### EXERCISE A
Using the article about reviving the propiska system, answer each of these questions on its own line, labeled the same way:
(i) In which region is the city of Kondopoga?
(ii) What position does Sergei Mikheyev hold?
(iii) According to Mikheyev, what has the current campaign against "Russian fascism" given migrants?
### EXERCISE B
For each statement below, say yes or no to whether the article about reviving the propiska system supports it, and quote the words from the article that settle it:
(i) Russian commentators turned to the question of what should be done a month after the violence in Kondopoga.
(ii) A senior analyst warned that bringing back residence permits could break up the country.
(iii) Mikheyev says the Kremlin responded to the Kondopoga events by stressing how serious the problems were.

### PAGE TEXT
Moscow urged to revive propiska system – and warned against doing so
Archived Articles | 08 Sep 2006  | Paul GobleEWR
  FB   Tweet   Trüki    Comment   E-post
VIENNA – A week after violence erupted in the Karelian city of Kondopoga, Russian commentators are beginning to move on from the eternal Russian inquiry – “Who is guilty? – to a second and perhaps even more difficult question – “What should be done?”
           
And just as the answers to the first varied from the Chechens to Russian nationalists to outside agitators and from socio-economic problems to political neglect, so too the number of proposed “solutions” to Kondopoga-type conflicts has ranged broadly as well.
           
While many are not unexpected, some are disturbing, and a few, including a proposal to reintroduce the Soviet system of residence permits (“propiski”), have already drawn fire as being dangerously counterproductive, with one senior analyst arguing that a return to that system could lead to the disintegration of the country.
           
In an essay posted online this week, Sergei Mikheyev, the deputy general director of the Moscow Center for Political Technologies, argues that Kondopoga proves that “it is time” to return to the propiska system, warning that if Moscow does not do so, it will face still more problems ahead (http://www.politcom.ru/article....
           
The influx of migrants into the Russian Federation has become an uncontrollable flood, he suggests, and the current campaign against “Russian fascism” has given them a plausible reason to view indigenous Russians as the problem and themselves as invariably the victims.

Moreover, the threat of the nominally pro-Moscow leadership in Chechnya to “intervene” on behalf of Chechens involved in conflicts elsewhere raises the question whether Moscow has not already paid “too high a price … for stability in that North Caucasus republic.”
           
The Kremlin’s response to the Kondopoga events, Mikheyev continues, has been “to minimize the problems, to give the impression that everything is normal, and to blame skinheads and a politically unsophisticated population for all the problems.” In short, the country’s leadership is telling Russians “don’t believe your own eyes;” believe us.

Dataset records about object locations
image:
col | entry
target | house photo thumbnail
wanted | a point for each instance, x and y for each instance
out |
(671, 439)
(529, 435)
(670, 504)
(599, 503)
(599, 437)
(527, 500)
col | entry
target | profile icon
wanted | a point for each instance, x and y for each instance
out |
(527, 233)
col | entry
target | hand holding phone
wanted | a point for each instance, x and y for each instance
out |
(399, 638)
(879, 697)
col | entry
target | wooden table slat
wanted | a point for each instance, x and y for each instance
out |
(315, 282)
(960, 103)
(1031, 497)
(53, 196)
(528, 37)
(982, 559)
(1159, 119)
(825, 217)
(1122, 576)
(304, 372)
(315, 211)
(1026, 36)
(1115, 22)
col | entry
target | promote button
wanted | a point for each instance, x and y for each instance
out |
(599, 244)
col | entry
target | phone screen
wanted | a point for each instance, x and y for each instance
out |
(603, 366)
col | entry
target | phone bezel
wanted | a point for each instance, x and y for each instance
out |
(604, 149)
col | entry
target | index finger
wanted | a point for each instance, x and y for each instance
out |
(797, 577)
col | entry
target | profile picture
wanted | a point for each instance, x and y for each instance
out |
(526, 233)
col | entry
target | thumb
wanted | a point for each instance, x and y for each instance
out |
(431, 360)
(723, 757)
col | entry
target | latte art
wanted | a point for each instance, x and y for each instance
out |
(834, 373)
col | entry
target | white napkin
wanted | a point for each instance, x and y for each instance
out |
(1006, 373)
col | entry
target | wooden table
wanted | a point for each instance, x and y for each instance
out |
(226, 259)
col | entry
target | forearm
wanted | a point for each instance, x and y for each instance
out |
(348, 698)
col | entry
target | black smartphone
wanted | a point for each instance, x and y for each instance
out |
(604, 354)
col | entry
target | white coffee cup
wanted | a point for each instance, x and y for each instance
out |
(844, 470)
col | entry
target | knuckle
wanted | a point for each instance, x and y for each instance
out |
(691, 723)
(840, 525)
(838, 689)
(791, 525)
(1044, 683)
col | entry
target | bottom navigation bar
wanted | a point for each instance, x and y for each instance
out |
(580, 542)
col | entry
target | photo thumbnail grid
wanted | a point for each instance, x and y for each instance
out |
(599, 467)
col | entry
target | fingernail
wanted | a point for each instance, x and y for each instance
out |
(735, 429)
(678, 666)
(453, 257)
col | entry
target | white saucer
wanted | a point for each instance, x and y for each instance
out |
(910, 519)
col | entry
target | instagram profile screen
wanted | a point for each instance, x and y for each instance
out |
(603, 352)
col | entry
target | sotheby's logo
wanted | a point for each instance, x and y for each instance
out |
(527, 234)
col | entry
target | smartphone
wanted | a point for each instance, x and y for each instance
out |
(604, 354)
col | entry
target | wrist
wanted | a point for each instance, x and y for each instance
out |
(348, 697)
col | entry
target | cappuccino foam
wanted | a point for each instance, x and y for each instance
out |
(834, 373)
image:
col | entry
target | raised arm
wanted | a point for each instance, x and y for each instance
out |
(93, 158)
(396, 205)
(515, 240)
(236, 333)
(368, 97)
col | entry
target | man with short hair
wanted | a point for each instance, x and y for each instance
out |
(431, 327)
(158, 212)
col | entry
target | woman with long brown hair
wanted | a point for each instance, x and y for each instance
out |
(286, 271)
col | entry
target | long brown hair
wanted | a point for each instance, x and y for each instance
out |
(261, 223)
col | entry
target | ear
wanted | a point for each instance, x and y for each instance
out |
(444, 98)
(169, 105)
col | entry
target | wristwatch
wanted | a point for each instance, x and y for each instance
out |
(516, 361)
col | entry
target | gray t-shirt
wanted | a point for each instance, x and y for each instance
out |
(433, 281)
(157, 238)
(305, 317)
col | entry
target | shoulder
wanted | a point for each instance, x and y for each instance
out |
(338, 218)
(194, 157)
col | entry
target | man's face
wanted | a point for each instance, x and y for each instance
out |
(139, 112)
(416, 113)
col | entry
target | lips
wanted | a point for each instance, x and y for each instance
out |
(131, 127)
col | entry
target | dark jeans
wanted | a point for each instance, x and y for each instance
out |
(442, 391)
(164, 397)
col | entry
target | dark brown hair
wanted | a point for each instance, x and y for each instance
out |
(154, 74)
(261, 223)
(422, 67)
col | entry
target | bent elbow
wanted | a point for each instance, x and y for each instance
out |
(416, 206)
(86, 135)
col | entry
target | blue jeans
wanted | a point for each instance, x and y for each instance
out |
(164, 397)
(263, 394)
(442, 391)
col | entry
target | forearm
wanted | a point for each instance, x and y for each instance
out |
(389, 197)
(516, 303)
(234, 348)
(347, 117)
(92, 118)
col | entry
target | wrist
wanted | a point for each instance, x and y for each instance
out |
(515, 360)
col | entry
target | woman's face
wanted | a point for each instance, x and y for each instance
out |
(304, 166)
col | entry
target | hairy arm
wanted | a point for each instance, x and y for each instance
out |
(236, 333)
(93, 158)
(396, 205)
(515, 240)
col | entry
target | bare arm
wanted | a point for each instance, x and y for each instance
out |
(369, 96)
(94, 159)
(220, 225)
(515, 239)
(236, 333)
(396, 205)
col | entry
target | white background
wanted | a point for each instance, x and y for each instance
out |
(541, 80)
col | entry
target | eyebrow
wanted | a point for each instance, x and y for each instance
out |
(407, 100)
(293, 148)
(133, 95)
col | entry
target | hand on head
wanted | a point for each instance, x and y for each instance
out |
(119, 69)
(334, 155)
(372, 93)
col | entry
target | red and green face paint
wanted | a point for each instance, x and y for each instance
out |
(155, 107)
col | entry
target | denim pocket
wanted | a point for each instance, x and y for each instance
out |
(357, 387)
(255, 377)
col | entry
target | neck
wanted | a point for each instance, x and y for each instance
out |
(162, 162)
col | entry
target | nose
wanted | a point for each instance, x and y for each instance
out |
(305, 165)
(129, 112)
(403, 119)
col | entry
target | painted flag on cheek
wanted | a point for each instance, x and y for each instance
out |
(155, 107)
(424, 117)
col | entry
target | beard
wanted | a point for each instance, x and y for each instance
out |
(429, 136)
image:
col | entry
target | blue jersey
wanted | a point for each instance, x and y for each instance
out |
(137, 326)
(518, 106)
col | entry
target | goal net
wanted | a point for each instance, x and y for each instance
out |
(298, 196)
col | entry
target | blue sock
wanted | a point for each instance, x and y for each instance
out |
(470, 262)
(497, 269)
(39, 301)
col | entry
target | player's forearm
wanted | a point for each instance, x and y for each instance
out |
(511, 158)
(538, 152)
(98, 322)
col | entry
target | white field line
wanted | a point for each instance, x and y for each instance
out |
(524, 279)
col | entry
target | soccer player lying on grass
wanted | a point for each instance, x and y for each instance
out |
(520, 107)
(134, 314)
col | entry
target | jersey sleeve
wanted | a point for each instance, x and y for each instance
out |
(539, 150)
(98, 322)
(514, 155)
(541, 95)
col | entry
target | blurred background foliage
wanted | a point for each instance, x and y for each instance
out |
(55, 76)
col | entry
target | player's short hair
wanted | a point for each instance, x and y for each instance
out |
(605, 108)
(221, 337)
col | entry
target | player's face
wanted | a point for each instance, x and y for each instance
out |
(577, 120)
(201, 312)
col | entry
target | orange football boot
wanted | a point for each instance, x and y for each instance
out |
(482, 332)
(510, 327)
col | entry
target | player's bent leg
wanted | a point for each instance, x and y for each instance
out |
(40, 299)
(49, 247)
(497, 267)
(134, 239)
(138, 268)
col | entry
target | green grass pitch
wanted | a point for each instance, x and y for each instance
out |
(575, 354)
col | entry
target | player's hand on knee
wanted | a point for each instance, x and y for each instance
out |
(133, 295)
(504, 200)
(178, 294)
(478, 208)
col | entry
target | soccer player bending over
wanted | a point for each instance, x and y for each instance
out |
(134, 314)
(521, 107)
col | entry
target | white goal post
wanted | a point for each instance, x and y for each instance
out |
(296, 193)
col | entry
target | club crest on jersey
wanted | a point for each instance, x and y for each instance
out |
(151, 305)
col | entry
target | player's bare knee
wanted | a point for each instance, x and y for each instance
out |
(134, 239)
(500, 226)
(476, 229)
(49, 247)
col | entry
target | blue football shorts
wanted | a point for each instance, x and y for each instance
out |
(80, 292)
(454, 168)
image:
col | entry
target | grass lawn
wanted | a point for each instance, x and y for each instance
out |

### OUTPUT A
(i) Karelia; Kondopoga is a Karelian city.
(ii) He is the deputy general director of the Moscow Center for Political Technologies.
(iii) A plausible reason to view indigenous Russians as the problem and themselves as invariably the victims.

### OUTPUT B
(i) No: "A week after violence erupted in the Karelian city of Kondopoga"
(ii) Yes: "one senior analyst arguing that a return to that system could lead to the disintegration of the country"
(iii) No: "to minimize the problems, to give the impression that everything is normal"